#### Descrição da tarefa
Apresente todas as linhas abaixo em uma tabela Markdown com as colunas "Nº" e "Linha", numerando cada uma e pulando as linhas em branco. Não inclua as imagens na resposta.

Registros de uma fonte de dados:
● ● ● ● ●
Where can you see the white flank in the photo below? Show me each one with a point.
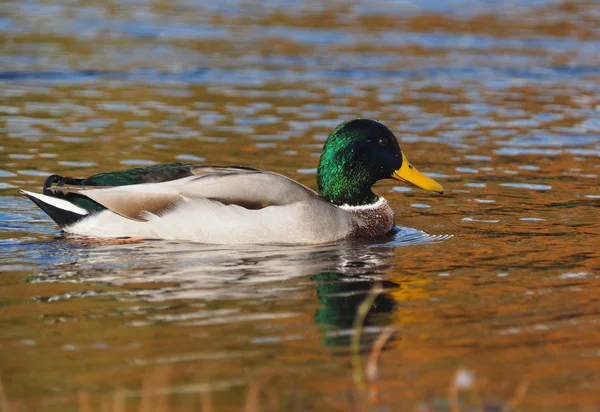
(58, 203)
(206, 221)
(380, 201)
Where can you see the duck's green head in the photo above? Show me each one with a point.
(359, 153)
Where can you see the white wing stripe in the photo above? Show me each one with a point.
(58, 203)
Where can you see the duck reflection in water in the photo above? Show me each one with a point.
(342, 273)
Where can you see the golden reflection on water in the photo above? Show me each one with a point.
(499, 105)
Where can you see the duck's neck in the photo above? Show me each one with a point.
(341, 189)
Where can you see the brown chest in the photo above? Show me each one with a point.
(372, 221)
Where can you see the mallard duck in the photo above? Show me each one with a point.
(236, 204)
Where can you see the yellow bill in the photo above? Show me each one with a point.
(408, 174)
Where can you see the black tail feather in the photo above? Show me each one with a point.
(62, 217)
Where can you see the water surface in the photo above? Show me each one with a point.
(491, 291)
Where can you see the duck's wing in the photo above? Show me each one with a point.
(245, 187)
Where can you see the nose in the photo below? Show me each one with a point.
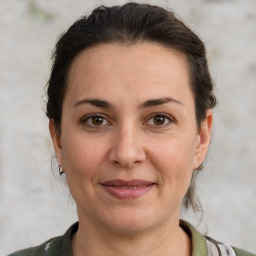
(127, 149)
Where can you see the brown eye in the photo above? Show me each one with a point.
(159, 120)
(97, 120)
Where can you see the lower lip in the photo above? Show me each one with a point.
(128, 193)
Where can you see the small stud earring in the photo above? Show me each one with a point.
(60, 170)
(200, 167)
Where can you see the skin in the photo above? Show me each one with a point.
(128, 142)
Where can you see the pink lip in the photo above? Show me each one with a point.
(127, 189)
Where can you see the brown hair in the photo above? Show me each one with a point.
(129, 24)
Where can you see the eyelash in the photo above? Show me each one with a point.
(88, 118)
(165, 117)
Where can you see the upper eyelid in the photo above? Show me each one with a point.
(161, 114)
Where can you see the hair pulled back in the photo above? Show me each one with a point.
(129, 24)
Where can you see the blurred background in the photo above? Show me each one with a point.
(35, 204)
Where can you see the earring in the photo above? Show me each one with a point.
(200, 167)
(60, 170)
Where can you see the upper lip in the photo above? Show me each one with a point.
(127, 183)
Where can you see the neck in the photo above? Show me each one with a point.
(163, 240)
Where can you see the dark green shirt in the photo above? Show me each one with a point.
(61, 245)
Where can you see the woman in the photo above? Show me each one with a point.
(130, 103)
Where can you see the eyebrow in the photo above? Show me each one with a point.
(94, 102)
(160, 101)
(149, 103)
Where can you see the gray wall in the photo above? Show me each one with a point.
(35, 205)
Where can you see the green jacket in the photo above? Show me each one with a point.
(61, 246)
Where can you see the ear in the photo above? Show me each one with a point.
(204, 138)
(55, 134)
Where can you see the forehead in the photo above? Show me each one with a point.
(141, 67)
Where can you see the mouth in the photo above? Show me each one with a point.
(127, 189)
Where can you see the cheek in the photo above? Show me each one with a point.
(174, 159)
(82, 157)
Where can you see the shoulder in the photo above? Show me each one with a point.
(56, 246)
(40, 250)
(240, 252)
(206, 246)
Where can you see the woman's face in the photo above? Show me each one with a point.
(129, 140)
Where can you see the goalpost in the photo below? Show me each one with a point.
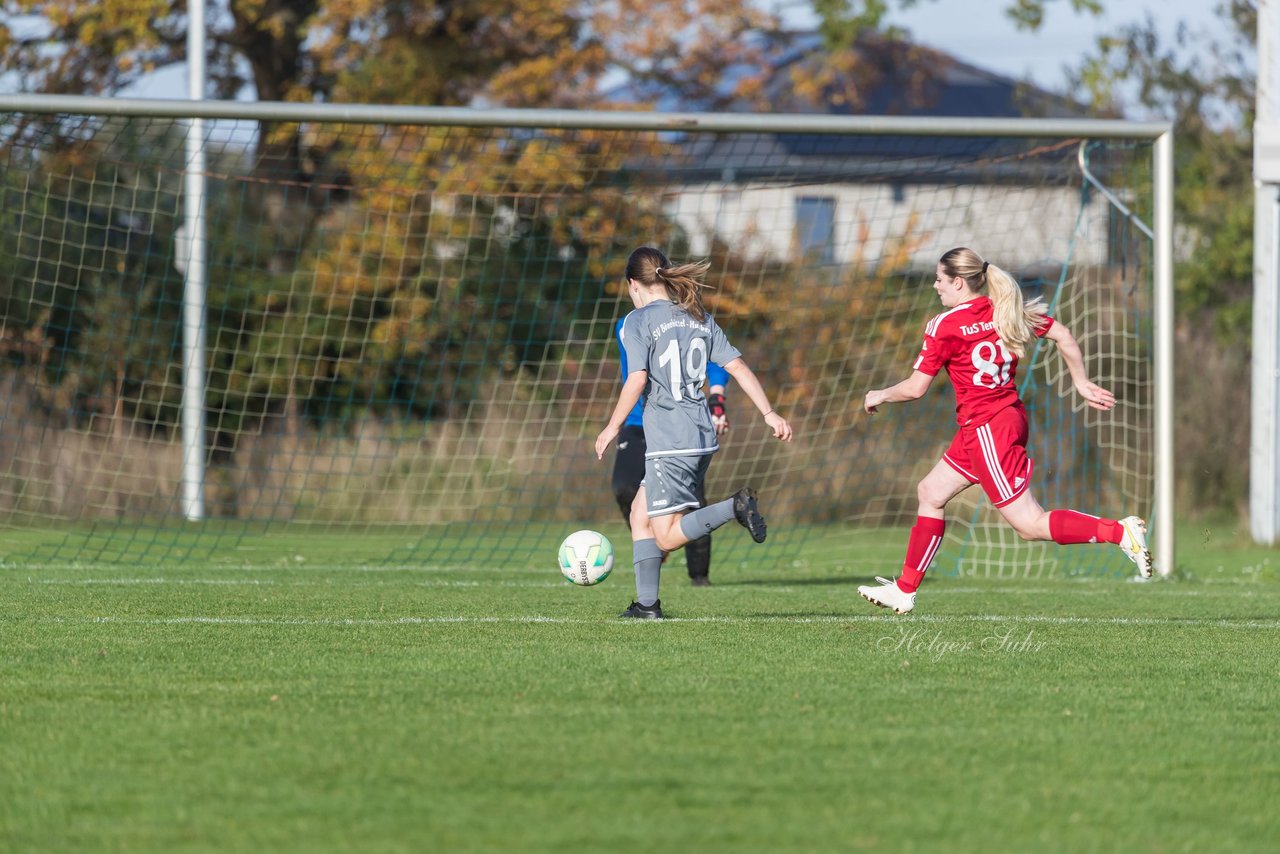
(408, 322)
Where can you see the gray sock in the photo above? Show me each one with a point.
(700, 523)
(648, 558)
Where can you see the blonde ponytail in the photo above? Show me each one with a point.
(1016, 320)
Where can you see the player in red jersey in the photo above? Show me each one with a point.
(978, 341)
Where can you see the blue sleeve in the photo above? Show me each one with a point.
(635, 418)
(622, 351)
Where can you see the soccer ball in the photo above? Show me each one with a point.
(586, 557)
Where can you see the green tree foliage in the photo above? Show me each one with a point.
(1206, 86)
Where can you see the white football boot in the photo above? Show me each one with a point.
(1133, 543)
(887, 596)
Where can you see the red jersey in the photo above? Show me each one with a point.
(979, 365)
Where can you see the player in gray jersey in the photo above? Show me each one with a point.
(668, 339)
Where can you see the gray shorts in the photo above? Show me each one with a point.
(672, 484)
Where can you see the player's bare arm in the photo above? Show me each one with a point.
(909, 389)
(627, 398)
(745, 377)
(1069, 348)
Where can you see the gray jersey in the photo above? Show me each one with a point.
(675, 348)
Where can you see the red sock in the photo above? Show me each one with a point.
(1069, 526)
(920, 547)
(1110, 530)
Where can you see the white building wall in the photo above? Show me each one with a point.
(1014, 227)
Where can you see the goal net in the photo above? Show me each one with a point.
(410, 328)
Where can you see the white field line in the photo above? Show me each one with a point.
(1269, 625)
(1073, 588)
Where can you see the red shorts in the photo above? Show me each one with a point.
(993, 455)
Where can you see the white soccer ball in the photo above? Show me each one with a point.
(586, 557)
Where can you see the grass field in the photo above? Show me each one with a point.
(293, 697)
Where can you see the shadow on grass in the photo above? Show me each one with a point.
(844, 580)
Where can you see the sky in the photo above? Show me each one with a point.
(976, 31)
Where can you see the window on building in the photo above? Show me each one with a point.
(816, 228)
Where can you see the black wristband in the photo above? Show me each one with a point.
(716, 403)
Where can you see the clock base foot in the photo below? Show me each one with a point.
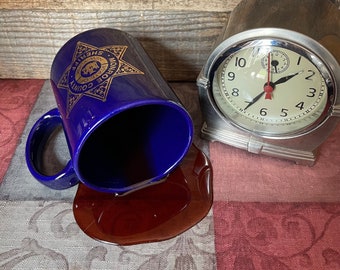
(258, 145)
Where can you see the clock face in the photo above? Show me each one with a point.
(272, 88)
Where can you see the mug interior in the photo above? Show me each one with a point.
(139, 144)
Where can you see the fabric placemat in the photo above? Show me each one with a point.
(242, 176)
● ● ● ● ●
#### Tarefa concluída
| Nº | Linha |
|---|---|
| 1 | Where can you see the white flank in the photo below? Show me each one with a point. |
| 2 | (58, 203) |
| 3 | (206, 221) |
| 4 | (380, 201) |
| 5 | Where can you see the duck's green head in the photo above? Show me each one with a point. |
| 6 | (359, 153) |
| 7 | Where can you see the white wing stripe in the photo above? Show me each one with a point. |
| 8 | (58, 203) |
| 9 | Where can you see the duck reflection in water in the photo above? Show me each one with a point. |
| 10 | (342, 273) |
| 11 | Where can you see the golden reflection on water in the photo above? Show me each one with a point. |
| 12 | (499, 105) |
| 13 | Where can you see the duck's neck in the photo above? Show me each one with a point. |
| 14 | (341, 189) |
| 15 | Where can you see the brown chest in the photo above? Show me each one with a point. |
| 16 | (372, 221) |
| 17 | Where can you see the mallard duck in the photo above? Show me each one with a point. |
| 18 | (236, 204) |
| 19 | Where can you see the yellow bill in the photo above? Show me each one with a point. |
| 20 | (408, 174) |
| 21 | Where can you see the black tail feather in the photo above? Show me each one with a point. |
| 22 | (62, 217) |
| 23 | Where can you see the water surface in the photo above? Show me each one with a point. |
| 24 | (491, 291) |
| 25 | Where can you see the duck's wing in the photo above? Show me each one with a point. |
| 26 | (245, 187) |
| 27 | Where can you see the nose in the photo below? Show me each one with a point. |
| 28 | (127, 149) |
| 29 | Where can you see the brown eye in the photo above? Show me each one with a point. |
| 30 | (159, 120) |
| 31 | (97, 120) |
| 32 | Where can you see the lower lip in the photo above? Show me each one with a point. |
| 33 | (128, 193) |
| 34 | Where can you see the small stud earring in the photo above? Show me each one with a point. |
| 35 | (60, 170) |
| 36 | (200, 167) |
| 37 | Where can you see the skin in the photo above? Show me each one with a point. |
| 38 | (128, 142) |
| 39 | Where can you see the pink lip in the photo above? Show me each one with a point. |
| 40 | (127, 189) |
| 41 | Where can you see the brown hair in the photo above? Show me each one with a point. |
| 42 | (129, 24) |
| 43 | Where can you see the eyelash in the photo above? Show me each one with a point. |
| 44 | (88, 118) |
| 45 | (165, 117) |
| 46 | Where can you see the upper eyelid in the photo above? Show me each one with a point. |
| 47 | (161, 114) |
| 48 | Where can you see the hair pulled back in the photo above? Show me each one with a point. |
| 49 | (129, 24) |
| 50 | Where can you see the blurred background in the photo above? Show me each one with a point. |
| 51 | (35, 204) |
| 52 | Where can you see the earring in the photo above? Show me each one with a point. |
| 53 | (200, 167) |
| 54 | (60, 170) |
| 55 | Where can you see the upper lip in the photo above? Show me each one with a point. |
| 56 | (127, 183) |
| 57 | Where can you see the neck in the photo above? Show me each one with a point. |
| 58 | (163, 240) |
| 59 | Where can you see the dark green shirt in the photo above? Show me each one with a point. |
| 60 | (61, 245) |
| 61 | Where can you see the woman in the photo above? Show me each one with a point. |
| 62 | (130, 103) |
| 63 | Where can you see the eyebrow in the photo above? Show me each one with a point. |
| 64 | (94, 102) |
| 65 | (160, 101) |
| 66 | (149, 103) |
| 67 | Where can you see the gray wall in the photo above? Show me each one with a point. |
| 68 | (35, 205) |
| 69 | Where can you see the green jacket in the photo above? Show me each one with a point. |
| 70 | (61, 246) |
| 71 | Where can you see the ear in the photo above? Show me each one with a point. |
| 72 | (204, 138) |
| 73 | (55, 134) |
| 74 | Where can you see the forehead in the photo above? Show me each one with a point. |
| 75 | (141, 67) |
| 76 | Where can you see the mouth in the photo above? Show me each one with a point. |
| 77 | (127, 189) |
| 78 | Where can you see the cheek in the photo above? Show me each one with a point. |
| 79 | (174, 159) |
| 80 | (82, 157) |
| 81 | Where can you see the shoulder in the photo above? Show me each one with a point. |
| 82 | (56, 246) |
| 83 | (40, 250) |
| 84 | (240, 252) |
| 85 | (206, 246) |
| 86 | Where can you see the woman's face in the photo above? Show me each one with a point. |
| 87 | (129, 140) |
| 88 | Where can you see the goalpost in the photo below? Show me each one with a point. |
| 89 | (408, 322) |
| 90 | Where can you see the gray sock in the photo above? Show me each one with a point. |
| 91 | (700, 523) |
| 92 | (648, 558) |
| 93 | Where can you see the blonde ponytail in the photo above? Show me each one with a point. |
| 94 | (1016, 320) |
| 95 | Where can you see the player in red jersey in the photo above? Show me each one with a point. |
| 96 | (978, 341) |
| 97 | Where can you see the blue sleeve in the photo above? Show me each one with a point. |
| 98 | (635, 418) |
| 99 | (622, 351) |
| 100 | Where can you see the soccer ball in the photo above? Show me each one with a point. |
| 101 | (586, 557) |
| 102 | Where can you see the green tree foliage in the photo above? Show me each one with a point. |
| 103 | (1206, 86) |
| 104 | Where can you see the white football boot in the photo above? Show me each one with a point. |
| 105 | (1133, 543) |
| 106 | (887, 596) |
| 107 | Where can you see the red jersey in the photo above? Show me each one with a point. |
| 108 | (979, 365) |
| 109 | Where can you see the player in gray jersey in the photo above? Show me each one with a point. |
| 110 | (668, 339) |
| 111 | Where can you see the gray shorts in the photo above? Show me each one with a point. |
| 112 | (672, 484) |
| 113 | Where can you see the player's bare arm in the photo above? Show me each one with a point. |
| 114 | (909, 389) |
| 115 | (627, 398) |
| 116 | (745, 377) |
| 117 | (1069, 348) |
| 118 | Where can you see the gray jersey in the photo above? Show me each one with a point. |
| 119 | (675, 348) |
| 120 | Where can you see the red sock in the photo above? Show me each one with a point. |
| 121 | (1069, 526) |
| 122 | (920, 547) |
| 123 | (1110, 530) |
| 124 | Where can you see the white building wall in the photo above? Show me each one with a point. |
| 125 | (1014, 227) |
| 126 | Where can you see the goal net in the photo above? Show me each one with a point. |
| 127 | (410, 328) |
| 128 | Where can you see the white field line in the photo above? Show me each one with a point. |
| 129 | (1269, 625) |
| 130 | (1073, 588) |
| 131 | Where can you see the red shorts in the photo above? Show me each one with a point. |
| 132 | (993, 455) |
| 133 | Where can you see the white soccer ball in the photo above? Show me each one with a point. |
| 134 | (586, 557) |
| 135 | Where can you see the grass field in the photo above? Show me each one with a point. |
| 136 | (293, 697) |
| 137 | Where can you see the shadow on grass in the photo above? Show me each one with a point. |
| 138 | (844, 580) |
| 139 | Where can you see the sky in the photo above? Show me each one with a point. |
| 140 | (976, 31) |
| 141 | Where can you see the window on building in the photo above? Show me each one with a point. |
| 142 | (816, 228) |
| 143 | Where can you see the black wristband in the photo above? Show me each one with a point. |
| 144 | (716, 403) |
| 145 | Where can you see the clock base foot in the photo below? Show me each one with a point. |
| 146 | (258, 145) |
| 147 | Where can you see the clock face in the photo above? Show me each one with a point. |
| 148 | (272, 88) |
| 149 | Where can you see the mug interior in the photo above? Show me each one with a point. |
| 150 | (139, 144) |
| 151 | Where can you see the fabric placemat in the photo above? Show me each one with a point. |
| 152 | (242, 176) |